_Information provided_
▬▬▬▬▬▬▬▬▬▬
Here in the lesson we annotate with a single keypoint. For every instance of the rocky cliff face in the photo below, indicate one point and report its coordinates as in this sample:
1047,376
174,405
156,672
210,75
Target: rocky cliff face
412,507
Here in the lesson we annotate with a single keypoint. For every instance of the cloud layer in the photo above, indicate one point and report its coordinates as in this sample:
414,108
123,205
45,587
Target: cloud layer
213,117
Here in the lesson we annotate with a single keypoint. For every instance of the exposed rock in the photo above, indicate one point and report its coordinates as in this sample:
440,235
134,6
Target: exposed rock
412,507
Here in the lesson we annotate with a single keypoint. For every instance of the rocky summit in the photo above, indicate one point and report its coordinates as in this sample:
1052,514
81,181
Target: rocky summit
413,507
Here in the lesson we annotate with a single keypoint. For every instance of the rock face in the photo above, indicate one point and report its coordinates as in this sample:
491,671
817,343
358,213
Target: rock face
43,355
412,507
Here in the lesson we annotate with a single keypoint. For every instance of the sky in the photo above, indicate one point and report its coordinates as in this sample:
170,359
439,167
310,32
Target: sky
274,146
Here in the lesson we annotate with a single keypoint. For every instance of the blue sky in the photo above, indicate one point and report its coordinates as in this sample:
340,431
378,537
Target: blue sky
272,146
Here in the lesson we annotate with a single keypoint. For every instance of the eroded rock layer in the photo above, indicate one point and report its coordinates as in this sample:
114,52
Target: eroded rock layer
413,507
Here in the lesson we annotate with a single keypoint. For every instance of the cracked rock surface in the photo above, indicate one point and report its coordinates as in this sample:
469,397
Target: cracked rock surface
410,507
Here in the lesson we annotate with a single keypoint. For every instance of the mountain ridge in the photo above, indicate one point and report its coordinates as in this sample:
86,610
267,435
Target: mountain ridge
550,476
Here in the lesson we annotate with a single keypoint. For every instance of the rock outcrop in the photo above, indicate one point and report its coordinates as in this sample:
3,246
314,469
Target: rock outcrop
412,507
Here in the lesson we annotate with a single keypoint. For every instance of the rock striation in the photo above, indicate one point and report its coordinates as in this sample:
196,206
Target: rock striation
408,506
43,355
▬▬▬▬▬▬▬▬▬▬
_Exercise task_
Copy the entire listing above line for line, keeping every word, number, and comma unchanged.

_Written answer_
Here in the lesson we annotate with a single keypoint. For every instance of the rocky cliff face in the photo below, indicate one point and report its coordinates as in this sample:
1047,376
174,405
156,672
210,75
Target: rocky cliff face
412,507
Here in the lesson we annotate with a single keypoint. For every instance of the cloud layer in the photo above, indicate one point and report its coordinates as in this sample:
414,108
123,205
45,587
Target: cloud layer
213,117
Here in the lesson we annotate with a single keypoint. For every instance of the exposed rock in the photo above, indicate one point and report its coordinates as in this sample:
440,235
134,6
Target: exposed rock
412,507
Here in the lesson we annotate with a single keypoint. For every instance of the rocky summit in the photo above, indicate one point and report its coordinates as in this sample:
1052,514
81,181
Target: rocky summit
413,507
Here in the lesson we annotate with a single keypoint. For every instance of the rock face in the photo above, indicate one point and report its coordinates as in this sample:
491,671
817,343
358,213
Target: rock face
43,355
412,507
Here in the lesson we annotate with a single keypoint. For every instance of the sky in the photo above, indicate one point and report its coordinates as in this sample:
170,359
439,167
310,32
Target: sky
274,146
Here in the lesson we annotate with a single keypoint. For every instance of the blue sky in the photo above, indicate one point and report its coordinates as in this sample:
340,431
378,537
Target: blue sky
272,146
Here in the lesson we annotate with a single keypoint. For every instance of the eroded rock layer in the photo above, indicate one point and report its coordinates as in this sample:
114,52
Target: eroded rock layer
413,507
Here in the lesson we annotate with a single keypoint. For every instance of the cracked rock surface in the photo above, indicate one point and report its coordinates as in this sample:
469,397
Target: cracked rock surface
410,507
Here in the lesson we annotate with a single keypoint. For every instance of the mountain ridge in the photo above, indicate one point and report its coordinates as in this sample:
86,610
267,435
Target: mountain ridge
550,476
Here in the lesson we annotate with a single keypoint. For every instance of the rock outcrop in the photo above, indicate one point and report its coordinates as in this sample:
3,246
314,469
Target: rock outcrop
412,507
Here in the lesson we annotate with a single keypoint. For every instance of the rock striation in the photo above, indicate one point and report its coordinates as in this sample:
196,206
Target: rock striation
408,506
43,355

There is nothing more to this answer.